▶ Goal of the exercise:
Write out each item below again, line for line, leaving every word and number unchanged.

▶ Stored records:
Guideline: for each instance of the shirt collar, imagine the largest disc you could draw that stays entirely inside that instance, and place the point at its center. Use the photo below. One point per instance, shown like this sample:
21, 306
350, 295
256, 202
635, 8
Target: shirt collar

▶ Answer to the task:
Guideline: for each instance of the shirt collar, imagine the largest disc you could draw that stays entirely inside that instance, and place the point at its center. Use the photo below. One point per instance, shown like this sample:
21, 306
350, 295
256, 202
635, 8
Target: shirt collar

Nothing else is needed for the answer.